If you find that you reached your quota in either your home directory or your scratch file directory, obtain estimates of your disk usage. Find the top-level directories which have a high disk usage, then study the subdirectories to discover where the heaviest usage lies.

To see in a human-readable format an estimate of the disk usage of your top-level directories in your home directory:

$ du -h --max-depth=1 $HOME >myfile
32K /home/myusername/mysubdirectory_1
529M    /home/myusername/mysubdirectory_2
608K    /home/myusername/mysubdirectory_3

The second directory is the largest of the three, so apply command du to it.

To see in a human-readable format an estimate of the disk usage of your top-level directories in your scratch file directory:

$ du -h --max-depth=1 $RCAC_SCRATCH >myfile
160K    /scratch/weber/myusername

This strategy can be very helpful in figuring out the location of your largest usage. Move unneeded files and directories to long-term storage to free space in your home and scratch directories.

Link to section 'Increasing Quota' of 'Storage Quota / Limits' Increasing Quota

Link to section 'Home Directory' of 'Storage Quota / Limits' Home Directory

If you find you need additional disk space in your home directory, please first consider archiving and compressing old files and moving them to long-term storage on Weber. Unfortunately, it is not possible to increase your home directory quota beyond it's current level.

Link to section 'Scratch Space' of 'Storage Quota / Limits' Scratch Space

If you find you need additional disk space in your scratch space, please first consider archiving and compressing old files and moving them to long-term storage on Weber.

File Transfer

In order to comply with regulatory security requirements, files may only be imported into Weber via Weber Inbox and exported from the system via Weber Outbox.

Information shown:

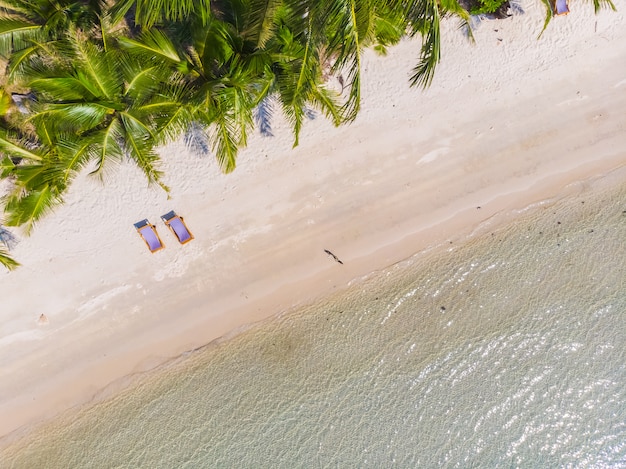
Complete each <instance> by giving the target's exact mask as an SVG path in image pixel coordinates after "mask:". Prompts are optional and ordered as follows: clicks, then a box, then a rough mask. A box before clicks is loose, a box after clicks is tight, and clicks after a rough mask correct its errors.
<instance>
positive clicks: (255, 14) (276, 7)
mask: <svg viewBox="0 0 626 469" xmlns="http://www.w3.org/2000/svg"><path fill="white" fill-rule="evenodd" d="M283 4H284V0H251V1H250V5H249V7H248V11H247V12H246V13H247V14H246V16H247V22H246V24H245V26H244V30H243V32H242V36H244V37H245V38H248V39H249V40H250V41H252V43H253V44H254V47H255V49H263V48H265V46H266V45H267V43H268V41H269V40H270V39H271V38H272V37H273V36H274V34H275V32H276V30H277V27H278V25H277V22H276V16H277V13H278V11H279V9H280V8H281V7H282V6H283Z"/></svg>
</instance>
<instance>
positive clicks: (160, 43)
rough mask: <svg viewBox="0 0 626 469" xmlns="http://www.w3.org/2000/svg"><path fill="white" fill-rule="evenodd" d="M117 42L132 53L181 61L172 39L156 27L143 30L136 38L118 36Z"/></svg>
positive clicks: (120, 45) (171, 61)
mask: <svg viewBox="0 0 626 469" xmlns="http://www.w3.org/2000/svg"><path fill="white" fill-rule="evenodd" d="M119 44H120V46H122V47H123V48H124V49H125V50H127V51H128V52H130V53H132V54H139V55H142V56H144V57H148V58H155V57H159V58H161V59H163V60H166V61H169V62H174V63H177V62H180V61H181V58H180V56H179V54H178V51H177V50H176V47H174V44H173V43H172V41H171V40H170V39H169V38H168V37H167V36H166V35H165V34H163V33H162V32H161V31H159V30H158V29H150V30H147V31H144V32H143V33H142V34H141V35H140V36H139V38H138V39H131V38H128V37H120V38H119Z"/></svg>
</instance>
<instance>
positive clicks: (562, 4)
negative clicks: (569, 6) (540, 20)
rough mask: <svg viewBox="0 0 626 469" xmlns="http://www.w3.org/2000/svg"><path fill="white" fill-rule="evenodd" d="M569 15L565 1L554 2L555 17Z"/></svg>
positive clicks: (557, 1)
mask: <svg viewBox="0 0 626 469" xmlns="http://www.w3.org/2000/svg"><path fill="white" fill-rule="evenodd" d="M568 13H569V7H568V6H567V0H555V2H554V14H555V15H557V16H561V15H567V14H568Z"/></svg>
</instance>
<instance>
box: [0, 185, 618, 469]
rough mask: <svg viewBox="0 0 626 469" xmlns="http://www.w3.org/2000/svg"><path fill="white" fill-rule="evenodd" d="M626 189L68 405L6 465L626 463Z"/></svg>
mask: <svg viewBox="0 0 626 469" xmlns="http://www.w3.org/2000/svg"><path fill="white" fill-rule="evenodd" d="M625 195H626V193H625V192H624V190H615V189H613V190H612V191H610V192H607V191H599V192H598V191H596V192H594V194H593V195H592V194H589V193H588V192H583V193H582V194H579V195H577V196H572V197H570V198H568V199H567V200H564V201H561V202H557V203H554V204H545V205H543V206H541V207H540V208H538V209H537V210H535V211H532V213H529V214H524V215H521V216H520V217H519V218H518V219H517V221H515V222H514V223H512V224H510V225H508V226H507V227H505V228H503V229H499V230H497V231H494V232H493V233H487V234H486V235H484V236H480V237H477V238H475V239H473V240H470V241H469V242H468V243H466V244H464V245H462V246H459V247H454V248H453V249H449V250H447V251H444V250H438V251H436V252H432V253H430V254H427V255H421V256H416V257H415V258H414V259H412V260H410V261H408V262H406V263H404V264H403V265H401V266H396V267H394V268H391V269H389V270H388V271H386V272H382V273H380V274H376V275H372V276H371V277H370V278H369V279H368V280H365V281H363V282H362V283H360V284H358V285H355V286H353V287H351V289H350V290H349V291H347V292H344V293H342V294H341V295H337V296H335V297H332V298H330V299H328V300H327V301H325V302H324V303H320V304H316V305H313V306H310V307H307V308H304V309H302V310H300V311H296V312H293V313H291V314H289V315H286V316H283V317H281V318H277V319H274V320H271V321H268V322H266V323H265V324H262V325H260V326H258V327H255V328H252V329H251V330H249V331H248V332H246V333H244V334H242V335H240V336H238V337H236V338H234V339H232V340H230V341H228V342H225V343H222V344H219V345H212V346H209V347H206V348H205V349H202V350H200V351H198V352H195V353H193V354H190V355H189V356H187V357H183V358H181V359H178V360H177V361H175V362H174V363H171V364H170V365H168V366H166V367H165V368H164V369H163V370H161V371H160V372H158V373H156V374H149V375H148V376H145V377H143V378H142V379H140V380H139V381H138V382H137V383H136V384H135V385H134V386H132V387H131V388H130V389H128V390H126V391H124V392H122V393H121V394H120V395H119V396H117V397H116V398H114V399H112V400H109V401H105V402H102V403H99V404H97V405H95V406H92V407H88V408H84V409H82V410H81V411H79V412H73V413H68V414H66V415H64V416H63V417H62V418H60V419H58V420H56V421H54V422H52V423H51V424H49V425H47V426H45V427H43V428H41V429H39V430H36V431H34V432H33V433H32V434H31V435H29V436H28V437H27V438H26V439H24V440H23V441H20V442H17V443H16V444H15V445H14V446H12V447H11V448H9V449H8V450H7V451H6V452H5V461H8V465H9V466H10V467H11V466H12V467H63V468H67V467H151V468H157V467H163V468H171V467H289V468H292V467H327V466H331V467H365V466H370V467H392V466H397V467H439V466H446V467H515V466H521V467H626V366H625V363H626V356H625V351H626V293H625V292H626V280H625V278H626V275H625V272H624V264H625V260H626V247H625V240H626V214H625V213H623V211H624V210H626V207H625V206H624V200H626V197H625ZM583 202H584V203H583Z"/></svg>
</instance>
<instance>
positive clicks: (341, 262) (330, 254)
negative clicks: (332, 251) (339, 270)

Task instructions: Pick up the Weber storage and file transfer guide after its last sentence and continue it.

Task output:
Egress HTTPs

Users may access white-listed, secure Drop Sites approved by Export Control and ITSP. These websites may be accessed via web browser within the ThinLinc server instance.

Ingress SFTP

ITaP does not support FTP on any ITaP research systems because it does not allow for secure transmission of data. Use SFTP instead, as described below.

SFTP (Secure File Transfer Protocol) is a reliable way of transferring files between two machines. SFTP is available as a protocol choice in some graphical file transfer programs and also as a command-line program on most Linux, Unix, and Mac OS X systems. SFTP has more features than SCP and allows for other operations on remote files, remote directory listing, and resuming interrupted transfers. Command-line SFTP cannot recursively copy directory contents; to do so, try using SCP or a graphical SFTP client.

Microsoft Windows:

  • MobaXterm
    Free, full-featured, graphical Windows SSH, SCP, and SFTP client.

Mac OS X:

  • The "sftp" command-line program should already be installed. You may start a local terminal window from "Applications->Utilities".
  • Cyberduck is a full-featured and free graphical SFTP and SCP client.

Link to section 'Accessing the Weber Inbound SFTP Server' of 'Ingress SFTP' Accessing the Weber Inbound SFTP Server

The only data that may be uploaded to Weber are those allowed by your project's Technology Control Plan. Normal, fundamental research data should not be uploaded to Weber.

Additional log in instructions may be available to you after signing in to this website in the upper right corner.

Egress SFTP

ITaP does not support FTP on any ITaP research systems because it does not allow for secure transmission of data. Use SFTP instead, as described below.

SFTP (Secure File Transfer Protocol) is a reliable way of transferring files between two machines. SFTP is available as a protocol choice in some graphical file transfer programs and also as a command-line program on most Linux, Unix, and Mac OS X systems. SFTP has more features than SCP and allows for other operations on remote files, remote directory listing, and resuming interrupted transfers. Command-line SFTP cannot recursively copy directory contents; to do so, try using SCP or graphical SFTP client.

Microsoft Windows:

  • MobaXterm
    Free, full-featured, graphical Windows SSH, SCP, and SFTP client.

Mac OS X:

  • The "sftp" command-line program should already be installed. You may start a local terminal window from "Applications->Utilities".
  • Cyberduck is a full-featured and free graphical SFTP and SCP client.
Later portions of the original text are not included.